Listing:
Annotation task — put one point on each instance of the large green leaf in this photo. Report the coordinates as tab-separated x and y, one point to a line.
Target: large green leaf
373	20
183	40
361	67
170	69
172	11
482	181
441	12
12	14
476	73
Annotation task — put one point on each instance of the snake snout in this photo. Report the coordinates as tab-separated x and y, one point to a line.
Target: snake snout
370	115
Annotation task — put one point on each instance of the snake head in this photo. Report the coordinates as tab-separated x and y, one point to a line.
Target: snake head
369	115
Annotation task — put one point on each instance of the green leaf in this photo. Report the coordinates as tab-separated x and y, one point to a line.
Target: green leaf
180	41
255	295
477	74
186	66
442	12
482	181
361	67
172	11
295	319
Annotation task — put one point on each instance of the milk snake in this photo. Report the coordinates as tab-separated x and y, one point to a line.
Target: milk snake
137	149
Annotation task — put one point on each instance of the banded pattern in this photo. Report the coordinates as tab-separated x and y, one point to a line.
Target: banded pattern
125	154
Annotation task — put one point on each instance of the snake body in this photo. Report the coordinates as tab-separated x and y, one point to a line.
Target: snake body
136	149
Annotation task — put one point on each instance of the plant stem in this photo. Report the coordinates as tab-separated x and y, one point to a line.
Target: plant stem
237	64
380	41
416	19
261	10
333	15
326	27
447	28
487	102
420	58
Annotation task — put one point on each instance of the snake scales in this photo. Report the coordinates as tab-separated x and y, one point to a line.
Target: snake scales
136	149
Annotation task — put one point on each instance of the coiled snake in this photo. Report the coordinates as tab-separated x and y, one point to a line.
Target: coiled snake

Task to carry out:
Turn all of the data above into a Markdown table with two columns, Row and Line. Number the rows in order and put each line of the data in its own row, skipping any blank lines.

Finished task:
| Row | Line |
|---|---|
| 1 | Annotation task — put one point on each instance of the large green leaf in this photo. Report the coordinates as tab-separated x and y, one point to a line. |
| 2 | Target: large green leaf |
| 3 | 373	20 |
| 4 | 183	40 |
| 5 | 361	67 |
| 6 | 170	69 |
| 7 | 172	11 |
| 8 | 482	181 |
| 9 | 441	12 |
| 10 | 12	14 |
| 11 | 476	73 |
| 12 | Annotation task — put one point on each instance of the snake snout in this photo. Report the coordinates as tab-separated x and y, one point to a line. |
| 13 | Target: snake snout |
| 14 | 370	115 |
| 15 | Annotation task — put one point on each instance of the snake head in this photo. Report the coordinates as tab-separated x and y, one point to a line. |
| 16 | Target: snake head |
| 17 | 369	115 |
| 18 | Annotation task — put one point on each instance of the green leaf in this photo. Report the coordinates as tab-separated x and y, one point to a line. |
| 19 | Target: green leaf |
| 20 | 180	41 |
| 21 | 255	295 |
| 22 | 477	74 |
| 23 | 186	66 |
| 24 | 442	12 |
| 25 | 482	181 |
| 26 | 361	67 |
| 27 | 172	11 |
| 28 | 295	319 |
| 29 | Annotation task — put one point on each instance of the milk snake in this photo. Report the coordinates as tab-separated x and y, one point to a line. |
| 30 | Target: milk snake |
| 31 | 137	149 |
| 32 | Annotation task — put one point on each instance of the banded pattern in this photo. Report the coordinates as tab-separated x and y, one point to a line. |
| 33 | Target: banded pattern |
| 34 | 125	154 |
| 35 | Annotation task — put one point on each instance of the snake body in this photo. Report the coordinates as tab-separated x and y, one point to a line. |
| 36 | Target: snake body |
| 37 | 136	149 |
| 38 | Annotation task — put one point on each instance of the plant stem in this photo. Report the coordinates as tab-separated x and y, one point to a line. |
| 39 | Target: plant stem |
| 40 | 237	64 |
| 41 | 380	41 |
| 42 | 416	19 |
| 43 | 261	10 |
| 44 | 333	15 |
| 45 | 326	27 |
| 46 | 447	28 |
| 47 | 487	102 |
| 48 | 420	58 |
| 49 | Annotation task — put one point on each instance of the snake scales in this photo. Report the coordinates as tab-separated x and y, one point to a line. |
| 50 | Target: snake scales |
| 51 | 136	149 |
| 52 | Annotation task — put one point on each instance of the coiled snake in this photo. Report the coordinates as tab-separated x and y, one point to a line. |
| 53 | Target: coiled snake |